-- Begin QUOTED TEXT --

How Databases Organize Data on Disk: Pages, Blocks, and File Formats

Query Engine Optimization - Table of Contents

This is Part 3 of a 10-part series on query engine design. Part 2 covered row vs. column storage layouts. This article goes one level deeper: how data is physically structured within files, and what metadata accompanies it to make reads efficient.

Three Ways to Organize Data in Files

Every database faces the same question: when new data arrives, where does it go? The answer determines how fast writes are and how much work reads require.

The write speed vs read efficiency spectrum showing heap files, LSM trees, B-trees, and sorted files

Heap Files: Fast Writes, Slow Reads

A heap file is an unordered collection of pages. New records go wherever there is free space. No sorting, no ordering, no extra metadata to maintain.

PostgreSQL uses heap files as its primary storage. Writes are O(1) because the engine just appends to the next available slot. The tradeoff: any query without an index requires a full sequential scan of every page. For a 100 GB table, that means reading 100 GB.

Sorted Files: Fast Reads, Slow Writes

The opposite extreme. Records are physically ordered by a key. Range scans become sequential I/O (the fastest type of disk access). Binary search finds any record in O(log n) reads.

The tradeoff: inserting a record into the middle requires shifting everything after it. This makes writes expensive. Few production systems use pure sorted files, but the concept appears in B-trees (which maintain sorted order in a tree structure with efficient insertions) and in compacted LSM tree levels.

LSM Trees: A Write-Optimized Compromise

Log-Structured Merge-Trees convert random writes into sequential writes. The write path works in three stages:

Buffer: New records go to an in-memory sorted structure (the memtable). Writes are fast because memory is orders of magnitude faster than disk.
Flush: When the memtable reaches a size threshold, it is written to disk as an immutable sorted file (SSTable).
Compact: Background processes merge multiple SSTables into fewer, larger sorted files, removing duplicates and deleted records.

-- End QUOTED TEXT --
-- Begin MATERIAL SUPPLIED --

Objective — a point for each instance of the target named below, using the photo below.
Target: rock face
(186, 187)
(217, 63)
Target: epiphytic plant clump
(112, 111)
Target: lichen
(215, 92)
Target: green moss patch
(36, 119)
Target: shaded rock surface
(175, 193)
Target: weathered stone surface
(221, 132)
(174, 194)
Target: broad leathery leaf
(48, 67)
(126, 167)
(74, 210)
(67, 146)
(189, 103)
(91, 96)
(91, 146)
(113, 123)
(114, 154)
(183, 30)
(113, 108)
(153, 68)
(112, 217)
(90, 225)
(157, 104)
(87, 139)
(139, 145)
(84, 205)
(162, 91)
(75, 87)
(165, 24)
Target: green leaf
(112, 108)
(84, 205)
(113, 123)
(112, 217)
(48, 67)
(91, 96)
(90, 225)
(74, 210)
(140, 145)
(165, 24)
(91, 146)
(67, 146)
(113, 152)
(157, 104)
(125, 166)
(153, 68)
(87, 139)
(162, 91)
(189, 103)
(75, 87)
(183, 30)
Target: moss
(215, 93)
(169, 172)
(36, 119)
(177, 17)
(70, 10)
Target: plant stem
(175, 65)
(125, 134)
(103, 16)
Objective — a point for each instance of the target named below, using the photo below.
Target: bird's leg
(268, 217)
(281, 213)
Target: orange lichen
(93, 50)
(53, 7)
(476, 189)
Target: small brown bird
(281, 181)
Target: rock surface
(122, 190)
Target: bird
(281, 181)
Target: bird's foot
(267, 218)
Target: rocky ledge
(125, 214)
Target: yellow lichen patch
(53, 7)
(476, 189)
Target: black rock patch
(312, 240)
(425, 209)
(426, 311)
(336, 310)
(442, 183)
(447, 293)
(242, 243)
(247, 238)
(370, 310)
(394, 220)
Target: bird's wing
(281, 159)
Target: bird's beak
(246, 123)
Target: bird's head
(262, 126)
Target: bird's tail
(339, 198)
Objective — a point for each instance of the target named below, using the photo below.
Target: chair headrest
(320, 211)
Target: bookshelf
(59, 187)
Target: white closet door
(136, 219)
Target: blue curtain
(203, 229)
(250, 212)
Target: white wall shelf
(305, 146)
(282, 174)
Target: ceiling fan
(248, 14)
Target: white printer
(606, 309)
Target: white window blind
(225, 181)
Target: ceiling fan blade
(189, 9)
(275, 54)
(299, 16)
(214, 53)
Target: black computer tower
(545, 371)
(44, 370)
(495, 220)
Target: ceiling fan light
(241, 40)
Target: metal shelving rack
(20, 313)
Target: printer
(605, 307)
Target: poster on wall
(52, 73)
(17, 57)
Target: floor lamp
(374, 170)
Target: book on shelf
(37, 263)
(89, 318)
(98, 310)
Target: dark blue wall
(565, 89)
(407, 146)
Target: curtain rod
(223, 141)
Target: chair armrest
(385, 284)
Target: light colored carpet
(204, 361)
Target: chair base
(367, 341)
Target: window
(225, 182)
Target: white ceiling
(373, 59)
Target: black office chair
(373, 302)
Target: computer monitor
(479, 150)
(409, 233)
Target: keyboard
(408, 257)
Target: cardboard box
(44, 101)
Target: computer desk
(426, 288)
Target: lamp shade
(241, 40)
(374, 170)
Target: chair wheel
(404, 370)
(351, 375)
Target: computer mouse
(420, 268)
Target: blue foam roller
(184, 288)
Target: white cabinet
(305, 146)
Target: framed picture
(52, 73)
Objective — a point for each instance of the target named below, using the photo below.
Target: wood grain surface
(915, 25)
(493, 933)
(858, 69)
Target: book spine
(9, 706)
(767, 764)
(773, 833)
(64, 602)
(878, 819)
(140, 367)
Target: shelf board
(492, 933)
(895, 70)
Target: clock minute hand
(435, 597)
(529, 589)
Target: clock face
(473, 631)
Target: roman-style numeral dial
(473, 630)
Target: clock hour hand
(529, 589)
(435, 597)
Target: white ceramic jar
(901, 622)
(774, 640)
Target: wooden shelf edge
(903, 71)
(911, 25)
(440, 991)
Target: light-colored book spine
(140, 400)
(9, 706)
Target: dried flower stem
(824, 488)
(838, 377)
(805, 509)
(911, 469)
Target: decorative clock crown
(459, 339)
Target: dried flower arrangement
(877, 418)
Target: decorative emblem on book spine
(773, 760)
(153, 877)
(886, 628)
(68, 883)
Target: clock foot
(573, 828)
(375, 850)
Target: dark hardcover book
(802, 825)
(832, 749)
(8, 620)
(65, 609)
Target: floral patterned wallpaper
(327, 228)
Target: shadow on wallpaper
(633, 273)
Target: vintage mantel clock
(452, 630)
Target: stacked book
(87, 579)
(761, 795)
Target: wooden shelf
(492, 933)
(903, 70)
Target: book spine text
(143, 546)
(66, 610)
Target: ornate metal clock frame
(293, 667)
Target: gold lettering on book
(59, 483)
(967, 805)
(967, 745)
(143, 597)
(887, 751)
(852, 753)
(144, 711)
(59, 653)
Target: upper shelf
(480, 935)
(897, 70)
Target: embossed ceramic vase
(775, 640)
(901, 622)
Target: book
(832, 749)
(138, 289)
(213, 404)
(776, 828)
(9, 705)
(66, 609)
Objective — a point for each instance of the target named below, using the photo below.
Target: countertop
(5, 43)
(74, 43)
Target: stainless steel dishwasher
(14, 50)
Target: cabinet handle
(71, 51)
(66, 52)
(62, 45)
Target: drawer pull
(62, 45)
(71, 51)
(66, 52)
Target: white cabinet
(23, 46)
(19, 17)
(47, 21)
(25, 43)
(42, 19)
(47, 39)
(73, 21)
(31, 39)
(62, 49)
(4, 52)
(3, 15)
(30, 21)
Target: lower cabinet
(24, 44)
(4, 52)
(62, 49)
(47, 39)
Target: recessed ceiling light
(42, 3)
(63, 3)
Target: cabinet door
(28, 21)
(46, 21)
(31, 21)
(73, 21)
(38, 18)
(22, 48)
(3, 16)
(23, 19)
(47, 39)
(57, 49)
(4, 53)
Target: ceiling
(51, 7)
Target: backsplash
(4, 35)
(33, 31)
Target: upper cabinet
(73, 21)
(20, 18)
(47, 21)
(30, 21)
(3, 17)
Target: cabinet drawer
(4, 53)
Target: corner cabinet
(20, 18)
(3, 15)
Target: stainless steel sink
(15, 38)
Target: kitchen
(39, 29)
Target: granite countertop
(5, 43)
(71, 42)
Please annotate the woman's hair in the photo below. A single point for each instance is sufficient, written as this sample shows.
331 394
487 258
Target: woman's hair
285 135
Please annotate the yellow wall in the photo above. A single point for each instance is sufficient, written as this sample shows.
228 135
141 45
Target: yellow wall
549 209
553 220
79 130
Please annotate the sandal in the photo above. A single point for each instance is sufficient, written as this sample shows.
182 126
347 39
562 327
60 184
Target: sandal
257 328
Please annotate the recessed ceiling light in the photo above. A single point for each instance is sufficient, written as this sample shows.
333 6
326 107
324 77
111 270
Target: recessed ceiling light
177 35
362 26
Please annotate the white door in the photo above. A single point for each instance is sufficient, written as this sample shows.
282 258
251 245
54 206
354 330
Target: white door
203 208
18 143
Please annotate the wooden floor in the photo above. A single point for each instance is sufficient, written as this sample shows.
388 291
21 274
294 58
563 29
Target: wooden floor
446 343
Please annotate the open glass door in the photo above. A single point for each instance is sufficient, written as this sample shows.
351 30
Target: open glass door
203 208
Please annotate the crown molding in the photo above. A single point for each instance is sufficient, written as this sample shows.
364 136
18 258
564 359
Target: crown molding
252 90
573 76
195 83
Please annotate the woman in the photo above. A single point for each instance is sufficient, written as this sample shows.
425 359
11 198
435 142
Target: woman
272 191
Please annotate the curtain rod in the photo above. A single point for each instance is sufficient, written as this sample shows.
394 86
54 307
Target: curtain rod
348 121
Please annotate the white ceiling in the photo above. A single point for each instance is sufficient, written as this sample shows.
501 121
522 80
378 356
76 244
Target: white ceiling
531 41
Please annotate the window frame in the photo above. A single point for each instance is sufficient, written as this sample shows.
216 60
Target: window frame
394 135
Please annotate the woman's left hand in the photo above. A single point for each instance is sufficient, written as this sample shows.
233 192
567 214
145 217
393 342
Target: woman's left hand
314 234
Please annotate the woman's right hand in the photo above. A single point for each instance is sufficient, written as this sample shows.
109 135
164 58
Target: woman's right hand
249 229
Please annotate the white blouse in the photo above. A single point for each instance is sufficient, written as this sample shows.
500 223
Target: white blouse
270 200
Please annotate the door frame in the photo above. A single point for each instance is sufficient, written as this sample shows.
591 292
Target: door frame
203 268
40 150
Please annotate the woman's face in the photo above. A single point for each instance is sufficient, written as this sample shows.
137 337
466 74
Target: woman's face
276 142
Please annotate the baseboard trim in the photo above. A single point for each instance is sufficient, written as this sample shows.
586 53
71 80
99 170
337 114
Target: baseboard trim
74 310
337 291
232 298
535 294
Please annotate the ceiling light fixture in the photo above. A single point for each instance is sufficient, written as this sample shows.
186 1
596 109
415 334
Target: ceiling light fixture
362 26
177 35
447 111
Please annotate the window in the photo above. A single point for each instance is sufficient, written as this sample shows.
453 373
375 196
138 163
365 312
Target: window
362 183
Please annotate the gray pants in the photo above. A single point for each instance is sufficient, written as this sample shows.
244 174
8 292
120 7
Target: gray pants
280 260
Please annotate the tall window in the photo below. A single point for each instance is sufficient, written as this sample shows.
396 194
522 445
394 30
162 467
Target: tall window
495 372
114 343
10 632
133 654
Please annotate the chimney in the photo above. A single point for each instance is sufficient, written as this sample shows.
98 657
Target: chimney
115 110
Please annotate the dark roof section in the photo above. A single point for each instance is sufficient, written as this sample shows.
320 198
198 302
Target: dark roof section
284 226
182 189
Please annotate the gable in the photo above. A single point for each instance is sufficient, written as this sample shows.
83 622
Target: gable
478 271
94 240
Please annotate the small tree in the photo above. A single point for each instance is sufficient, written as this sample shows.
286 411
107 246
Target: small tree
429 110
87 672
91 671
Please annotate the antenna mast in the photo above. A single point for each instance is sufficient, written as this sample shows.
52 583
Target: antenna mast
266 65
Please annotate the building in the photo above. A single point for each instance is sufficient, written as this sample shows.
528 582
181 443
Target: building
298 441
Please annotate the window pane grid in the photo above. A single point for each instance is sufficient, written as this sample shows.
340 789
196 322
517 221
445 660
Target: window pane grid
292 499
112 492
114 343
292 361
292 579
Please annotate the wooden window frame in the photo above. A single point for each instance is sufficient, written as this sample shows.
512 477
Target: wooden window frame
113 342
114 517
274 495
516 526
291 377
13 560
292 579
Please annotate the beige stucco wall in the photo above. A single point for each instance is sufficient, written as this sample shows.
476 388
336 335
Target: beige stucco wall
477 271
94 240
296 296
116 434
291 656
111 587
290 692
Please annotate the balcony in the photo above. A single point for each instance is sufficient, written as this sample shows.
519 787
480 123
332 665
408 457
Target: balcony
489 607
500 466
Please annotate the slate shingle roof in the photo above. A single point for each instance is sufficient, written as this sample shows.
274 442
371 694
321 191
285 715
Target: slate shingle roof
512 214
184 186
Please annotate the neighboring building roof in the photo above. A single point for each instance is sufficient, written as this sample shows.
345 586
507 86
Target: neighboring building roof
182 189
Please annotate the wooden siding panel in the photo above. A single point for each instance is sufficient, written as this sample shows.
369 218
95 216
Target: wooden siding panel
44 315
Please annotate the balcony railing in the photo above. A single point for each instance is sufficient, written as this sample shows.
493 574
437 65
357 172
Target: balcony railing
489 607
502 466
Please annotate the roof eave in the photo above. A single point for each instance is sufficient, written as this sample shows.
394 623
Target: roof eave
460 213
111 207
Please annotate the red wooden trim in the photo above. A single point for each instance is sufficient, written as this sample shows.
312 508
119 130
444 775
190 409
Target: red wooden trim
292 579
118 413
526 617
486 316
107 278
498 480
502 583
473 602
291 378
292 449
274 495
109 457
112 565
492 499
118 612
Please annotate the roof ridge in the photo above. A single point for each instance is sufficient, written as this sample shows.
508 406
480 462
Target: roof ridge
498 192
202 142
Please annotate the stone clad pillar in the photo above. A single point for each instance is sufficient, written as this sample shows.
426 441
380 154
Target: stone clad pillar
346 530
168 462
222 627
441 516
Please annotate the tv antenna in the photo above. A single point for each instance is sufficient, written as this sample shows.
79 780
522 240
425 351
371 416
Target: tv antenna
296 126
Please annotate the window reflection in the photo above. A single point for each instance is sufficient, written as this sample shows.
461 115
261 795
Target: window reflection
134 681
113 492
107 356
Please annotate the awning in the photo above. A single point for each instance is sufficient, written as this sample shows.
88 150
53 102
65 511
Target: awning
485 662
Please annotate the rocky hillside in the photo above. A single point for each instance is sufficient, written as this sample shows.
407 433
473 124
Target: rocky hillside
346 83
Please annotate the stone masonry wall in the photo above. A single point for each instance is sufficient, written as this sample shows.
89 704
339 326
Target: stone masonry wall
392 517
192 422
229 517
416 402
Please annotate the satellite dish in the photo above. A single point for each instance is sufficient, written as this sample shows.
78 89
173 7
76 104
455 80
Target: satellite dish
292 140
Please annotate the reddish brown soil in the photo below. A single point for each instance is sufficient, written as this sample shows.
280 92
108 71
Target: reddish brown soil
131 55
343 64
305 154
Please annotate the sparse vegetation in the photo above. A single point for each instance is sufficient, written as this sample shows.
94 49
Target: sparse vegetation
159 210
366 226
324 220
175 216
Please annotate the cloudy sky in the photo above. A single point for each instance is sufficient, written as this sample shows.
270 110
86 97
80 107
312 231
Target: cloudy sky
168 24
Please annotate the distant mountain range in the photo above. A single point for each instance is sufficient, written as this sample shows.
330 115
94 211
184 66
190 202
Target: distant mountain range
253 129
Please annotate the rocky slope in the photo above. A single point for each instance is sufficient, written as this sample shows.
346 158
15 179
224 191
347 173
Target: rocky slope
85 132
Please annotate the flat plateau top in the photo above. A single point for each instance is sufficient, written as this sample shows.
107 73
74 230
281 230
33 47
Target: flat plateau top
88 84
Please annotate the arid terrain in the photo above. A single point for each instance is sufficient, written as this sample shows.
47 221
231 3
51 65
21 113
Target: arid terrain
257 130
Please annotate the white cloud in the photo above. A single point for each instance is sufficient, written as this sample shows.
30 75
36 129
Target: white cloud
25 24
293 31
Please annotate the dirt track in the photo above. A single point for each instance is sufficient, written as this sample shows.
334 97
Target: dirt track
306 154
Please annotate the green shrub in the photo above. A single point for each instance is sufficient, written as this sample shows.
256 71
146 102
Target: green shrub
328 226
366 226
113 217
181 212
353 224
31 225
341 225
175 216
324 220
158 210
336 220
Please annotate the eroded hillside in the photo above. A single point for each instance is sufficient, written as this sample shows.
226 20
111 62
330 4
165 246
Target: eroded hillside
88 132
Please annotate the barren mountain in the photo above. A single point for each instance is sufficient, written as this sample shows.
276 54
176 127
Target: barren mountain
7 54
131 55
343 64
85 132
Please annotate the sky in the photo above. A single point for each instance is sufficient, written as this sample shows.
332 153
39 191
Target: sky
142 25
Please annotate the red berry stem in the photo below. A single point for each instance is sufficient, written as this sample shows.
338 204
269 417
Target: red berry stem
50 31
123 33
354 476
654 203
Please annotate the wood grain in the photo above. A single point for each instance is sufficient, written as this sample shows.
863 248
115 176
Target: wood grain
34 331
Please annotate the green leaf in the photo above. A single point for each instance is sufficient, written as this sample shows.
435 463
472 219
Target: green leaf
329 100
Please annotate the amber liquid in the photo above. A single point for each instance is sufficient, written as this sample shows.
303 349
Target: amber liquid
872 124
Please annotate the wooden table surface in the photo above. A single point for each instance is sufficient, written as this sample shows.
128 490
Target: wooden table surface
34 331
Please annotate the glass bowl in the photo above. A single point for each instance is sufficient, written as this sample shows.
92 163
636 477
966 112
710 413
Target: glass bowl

-- End MATERIAL SUPPLIED --

§ **WHAT IS EXPECTED**
In the article on how databases organize data on disk, what is the name of the in-memory sorted structure that receives new records in an LSM tree?

§ **OUTPUT FOR THIS TASK**
The memtable.